** Begin Text extract **
Larry Patrick Levis, born September 30, 1946, worked as an Associate Professor of English at the University of Utah from 1980 to 1992, where he also directed the Creative Writing Program. Levis was the youngest of four children and son of a grape grower; he grew up helping his father on their family farm in Selma, California. Early on in high school he became interested in the poetry of T.S. Eliot, Wallace Stevens, and Robert Frost, and by his junior year, he decided he would dedicate his life to poetry. Levis earned a bachelor’s degree from California State University (formerly Fresno State College) in 1968 where he studied under US Poet Laureate Philip Levine. He went on to earn a master’s degree from Syracuse University (1970), and a Ph.D. from the University of Iowa (1974).
Levis’s studies under Levine produced many of the poems that appeared in his first book, Wrecking Crew (1972), which won the United States Award from the International Poetry Forum. His second book, The Afterlife (1977) was named by the Academy of American Poets as the Lamont Poetry Selection. The Dollmaker's Ghost (1981), his third poetry collection, won the Open Competition of the National Poetry Series. With his collections Winter Stars and The Widening Spell of the Leaves, Levis’ national reputation grew significantly. In 1992, Levis left Utah to join the English Department at Virginia Commonwealth University. One of America's most beloved lyric poets, Levis’ many awards included a YM-YWHA Discovery award, three fellowships in poetry from the National Endowment for the Arts, a Fulbright Fellowship, and a 1982 Guggenheim Fellowship.
Levis’s work was, according to many critics of the time, honest, lyric, refreshing, and “full of surprises,” as the critic Robert Mezey wrote of Levis. "Not the predictable and boring surprises that can be created by formula, but the nourishing shock of fresh ideas that rise from the work of the true poet."
Throughout his life, Levis struggled with depression, alcohol and drug use. On May 8, 1996, Levis died of a heart attack at the age of 49 in Richmond, VA. A posthumous collection, Elegy, edited by Philip Levine, was published in 1997, and The Darkening Trapeze: Last Poems, edited by David St. John, was published in 2016. A documentary film, "A Late Style of Fire: Larry Levis, American Poet," was produced in 2016 by filmmaker Michele Poulos.
Work
The Oldest Living Thing in L.A.
The Oldest Living Thing in L.A.
** End Text extract **
Given request A: For each statement, say whether the Larry Levis biography agrees with it, and quote the words that decide it: (i) Levis was the oldest of four children. (ii) The Afterlife was named the Lamont Poetry Selection. (iii) Levis died in Richmond, VA.
Given request B: Name every university mentioned in the Larry Levis biography.
Given request C: Rewrite the part of the Larry Levis biography between "Throughout his life, Levis" and "filmmaker Michele Poulos.", inclusive, putting "stroke" in place of "heart attack".
The listing that follows has no connection to the Larry Levis biography.
** Begin Data block **
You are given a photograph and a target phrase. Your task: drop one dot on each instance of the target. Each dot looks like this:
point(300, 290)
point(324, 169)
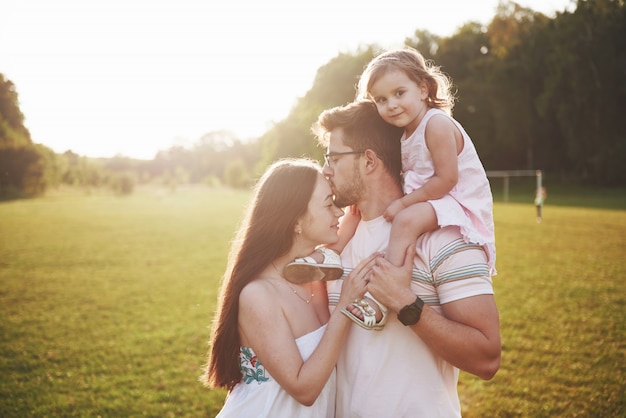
** End Data block **
Final answer A:
(i) No: "Levis was the youngest of four children"
(ii) Yes: "His second book, The Afterlife (1977) was named by the Academy of American Poets as the Lamont Poetry Selection."
(iii) Yes: "Levis died of a heart attack at the age of 49 in Richmond, VA."

Final answer B:
University of Utah
California State University (formerly Fresno State College)
Syracuse University
University of Iowa
Virginia Commonwealth University

Final answer C:
Throughout his life, Levis struggled with depression, alcohol and drug use. On May 8, 1996, Levis died of a stroke at the age of 49 in Richmond, VA. A posthumous collection, Elegy, edited by Philip Levine, was published in 1997, and The Darkening Trapeze: Last Poems, edited by David St. John, was published in 2016. A documentary film, "A Late Style of Fire: Larry Levis, American Poet," was produced in 2016 by filmmaker Michele Poulos.